[[ Study text, beginning ]]

Influential citizens found the Anti-Tuberculosis League of King County on February 15, 1909.

  • By Paula Becker
  • Posted 7/29/2002
  • HistoryLink.org Essay 3906

On February 15, 1909, a group of influential Seattleites concerned about the growing number of undiagnosed and untreated tuberculosis cases in Seattle, form the Anti-Tuberculosis League of King County. Among the founders is railroad magnate (and future founder of the Henry Art Gallery) Horace C. Henry (1844-1928), whose teenaged son Walter has recently died of the disease. Tuberculosis, called the "white plague," is Seattle's leading cause of death. In 1911, the League will found the Henry Sanatorium (renamed Firland Sanatorium) on the present-day border of Shoreline and Seattle (at 19303 Fremont Avenue N), at the time about 12 miles north of Seattle's city limit.

The White Plague Plagues Seattle

In 1908 the United States Office of Public Health had declared Seattle's record of fighting tuberculosis to be the worst in the country. Founding League member J. V. Smith publicly declared that the whole city was a tuberculosis camp.

The League's first organized activity was to send a team of visiting nurses into the community. These nurses were charged with discovering people who had or might have tuberculosis and bringing them to the League's attention. The nurses' data showed that at least 1,000 Seattleites required treatment for the disease, and the League was immediately faced with the question of how these patients should be cared for. By July 1909, plans were underway to build a sanatorium.

[[ Study text, end ]]

Problems to solve.
1. Reproduce the passage on the Anti-Tuberculosis League word for word, everything from "Influential citizens found" down to "Seattle's city limit.".
2. Carry on the account of the Anti-Tuberculosis League beyond its final sentence.

[[ Record excerpts, beginning ]]

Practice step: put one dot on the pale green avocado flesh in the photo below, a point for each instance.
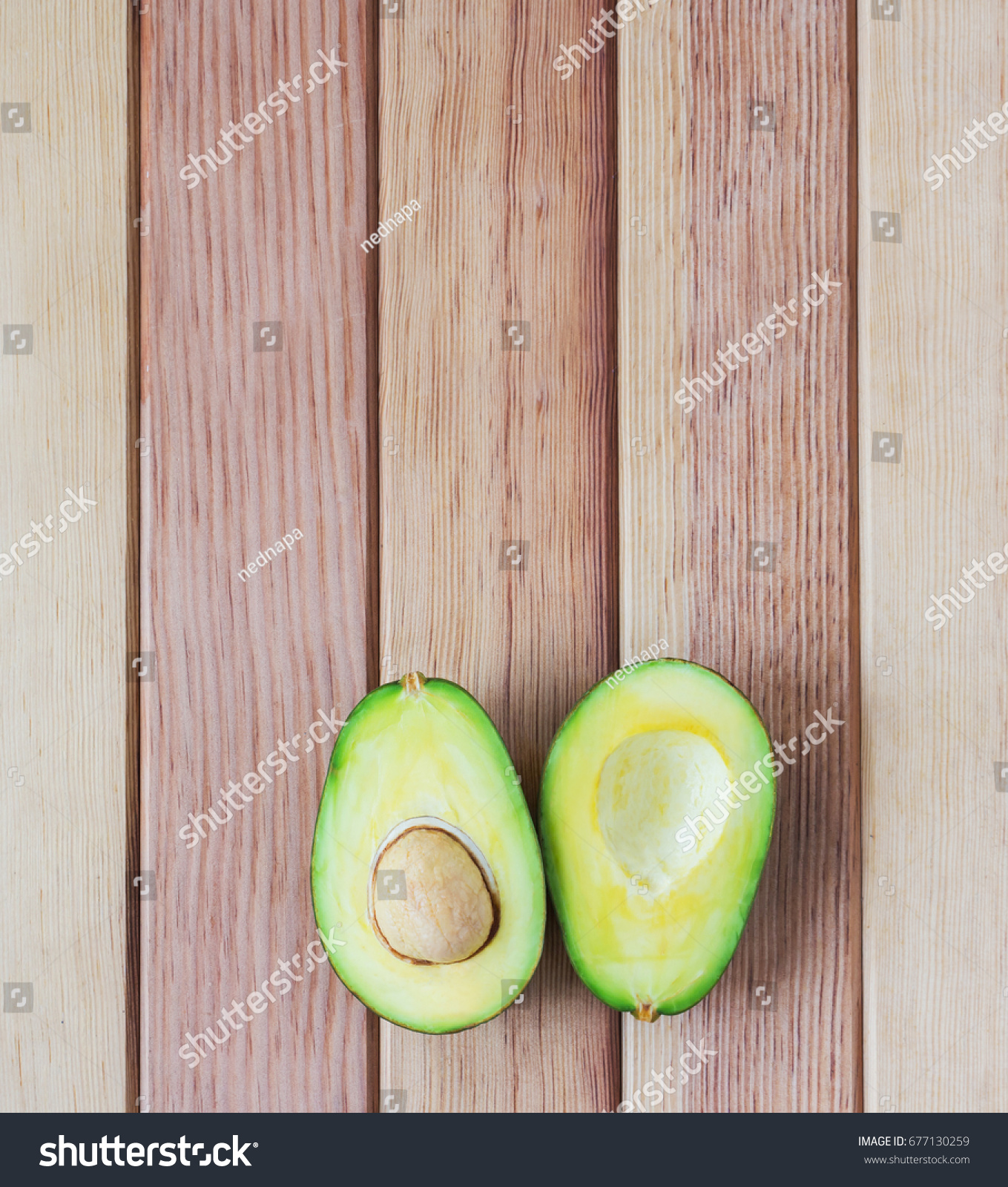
(656, 817)
(423, 755)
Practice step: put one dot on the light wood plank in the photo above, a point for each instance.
(653, 298)
(737, 220)
(65, 813)
(484, 445)
(248, 447)
(933, 358)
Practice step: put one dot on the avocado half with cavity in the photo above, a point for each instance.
(656, 817)
(425, 870)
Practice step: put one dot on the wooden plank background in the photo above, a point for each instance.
(487, 445)
(719, 220)
(653, 188)
(68, 779)
(247, 447)
(933, 352)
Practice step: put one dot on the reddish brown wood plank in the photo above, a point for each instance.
(513, 172)
(246, 448)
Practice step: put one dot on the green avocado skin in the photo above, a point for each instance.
(553, 840)
(448, 696)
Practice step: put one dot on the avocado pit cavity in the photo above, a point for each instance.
(448, 912)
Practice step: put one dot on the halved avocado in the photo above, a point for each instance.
(656, 817)
(425, 870)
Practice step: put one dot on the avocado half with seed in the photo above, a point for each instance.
(425, 869)
(656, 817)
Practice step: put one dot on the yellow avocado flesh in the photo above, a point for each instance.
(423, 757)
(650, 911)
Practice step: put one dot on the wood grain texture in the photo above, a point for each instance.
(933, 353)
(654, 476)
(739, 219)
(65, 815)
(484, 445)
(246, 448)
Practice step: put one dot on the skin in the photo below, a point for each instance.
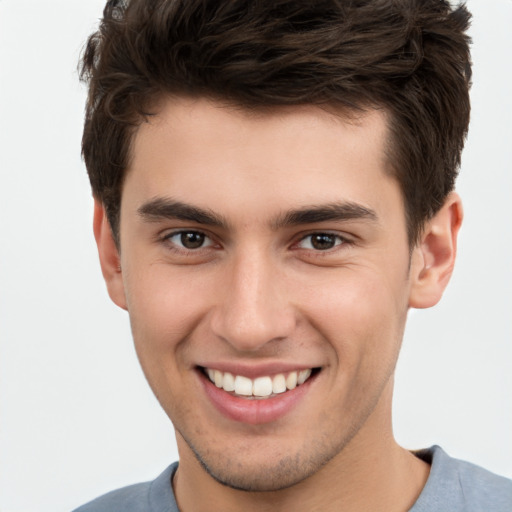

[[ Record excerpts, end ]]

Responses by item number.
1.
Influential citizens found the Anti-Tuberculosis League of King County on February 15, 1909.

  • By Paula Becker
  • Posted 7/29/2002
  • HistoryLink.org Essay 3906

On February 15, 1909, a group of influential Seattleites concerned about the growing number of undiagnosed and untreated tuberculosis cases in Seattle, form the Anti-Tuberculosis League of King County. Among the founders is railroad magnate (and future founder of the Henry Art Gallery) Horace C. Henry (1844-1928), whose teenaged son Walter has recently died of the disease. Tuberculosis, called the "white plague," is Seattle's leading cause of death. In 1911, the League will found the Henry Sanatorium (renamed Firland Sanatorium) on the present-day border of Shoreline and Seattle (at 19303 Fremont Avenue N), at the time about 12 miles north of Seattle's city limit.

2.
The League, later renamed the Tuberculosis and Respiratory Disease Association of King County, built the Henry Sanatorium in 1911. Renamed Firland Sanatorium in 1912, it remained in service until 1973.

In 1947, Firland physicians gained access to the newly invented antibiotic wonder drugs. Streptomycin, followed by Para-amino Salicylic acid (PAS) and isoniazid, were used in combination to successfully combat tuberculosis, at least for the time being. But even at the time the bacilli's ability to quickly mutate and become resistant to the drugs was a concern. In 2002 the disease is returning in several extremely drug-resistant varieties.


Sources:

Frederick G. Hamley, Firland: A Story of Firland Sanatorium (Seattle: Firland Occupational Therapy Department, ca. 1937); Frank Ryan, M.D., The Forgotten Plague: How the Battle Against Tuberculosis Was Won -- And Lost (Boston: Little, Brown and Company, 1992); Barron H. Lerner, Contagion and Confinement: Controlling Tuberculosis Along the Skid Road (Baltimore and London: Johns Hopkins University Press, 1998).